====== INPUT RECORDS ======

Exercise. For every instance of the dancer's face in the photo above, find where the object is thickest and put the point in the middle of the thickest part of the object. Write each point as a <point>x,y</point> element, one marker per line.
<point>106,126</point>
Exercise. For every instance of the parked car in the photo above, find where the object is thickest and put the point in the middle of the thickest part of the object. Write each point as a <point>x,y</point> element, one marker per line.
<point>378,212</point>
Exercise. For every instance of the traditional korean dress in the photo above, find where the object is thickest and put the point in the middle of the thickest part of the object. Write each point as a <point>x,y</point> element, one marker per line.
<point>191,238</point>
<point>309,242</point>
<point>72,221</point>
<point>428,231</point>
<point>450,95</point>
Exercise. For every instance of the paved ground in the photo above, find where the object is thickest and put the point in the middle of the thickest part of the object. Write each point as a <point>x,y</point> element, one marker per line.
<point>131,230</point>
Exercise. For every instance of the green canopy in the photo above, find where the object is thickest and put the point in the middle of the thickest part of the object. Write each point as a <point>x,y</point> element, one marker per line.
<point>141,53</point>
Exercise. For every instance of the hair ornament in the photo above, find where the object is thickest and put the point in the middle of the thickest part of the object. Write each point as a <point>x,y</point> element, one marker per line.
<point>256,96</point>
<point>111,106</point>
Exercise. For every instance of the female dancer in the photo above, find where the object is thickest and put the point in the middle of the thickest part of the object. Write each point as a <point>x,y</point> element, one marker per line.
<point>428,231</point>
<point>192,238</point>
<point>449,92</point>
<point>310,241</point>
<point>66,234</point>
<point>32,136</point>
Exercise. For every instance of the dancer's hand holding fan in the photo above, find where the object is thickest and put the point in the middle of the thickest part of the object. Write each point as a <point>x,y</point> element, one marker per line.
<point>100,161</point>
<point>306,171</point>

======

Restate the final lines of the listing above word for word, beginning at the line that contains "Exercise. For every instance of the paved".

**EXERCISE RESULT:**
Exercise. For every instance of the paved ground in the photo above, find where the object is thickest and put the point in the middle of the thickest part of the object. Write each point as a <point>x,y</point> element, one marker per line.
<point>131,230</point>
Exercise. For every instance of the green canopy in the photo above, find where the object is thickest and put the point in the middle of the thickest part of the object. Write each point as a <point>x,y</point> element, one marker per line.
<point>141,53</point>
Exercise. For every instance of the hair ornament in the photo above, find where the object is thickest and put the point in the middle of the thickest part of the object. Write each point as a <point>x,y</point> element, one marker per line.
<point>256,96</point>
<point>111,106</point>
Exercise. For every instance of the female dancer in the photo above, find where the object is thickest and put the point in the middle of the thickest part of the object. Write each point as a <point>x,y</point> element, one marker per line.
<point>428,231</point>
<point>192,238</point>
<point>449,92</point>
<point>310,241</point>
<point>66,234</point>
<point>32,136</point>
Exercise. For every instance of the dancer's hand holding fan in the photo above, find where the object is thickest and put the point in the middle of the thickest part of the object. Write each point as a <point>x,y</point> element, one marker per line.
<point>100,161</point>
<point>306,171</point>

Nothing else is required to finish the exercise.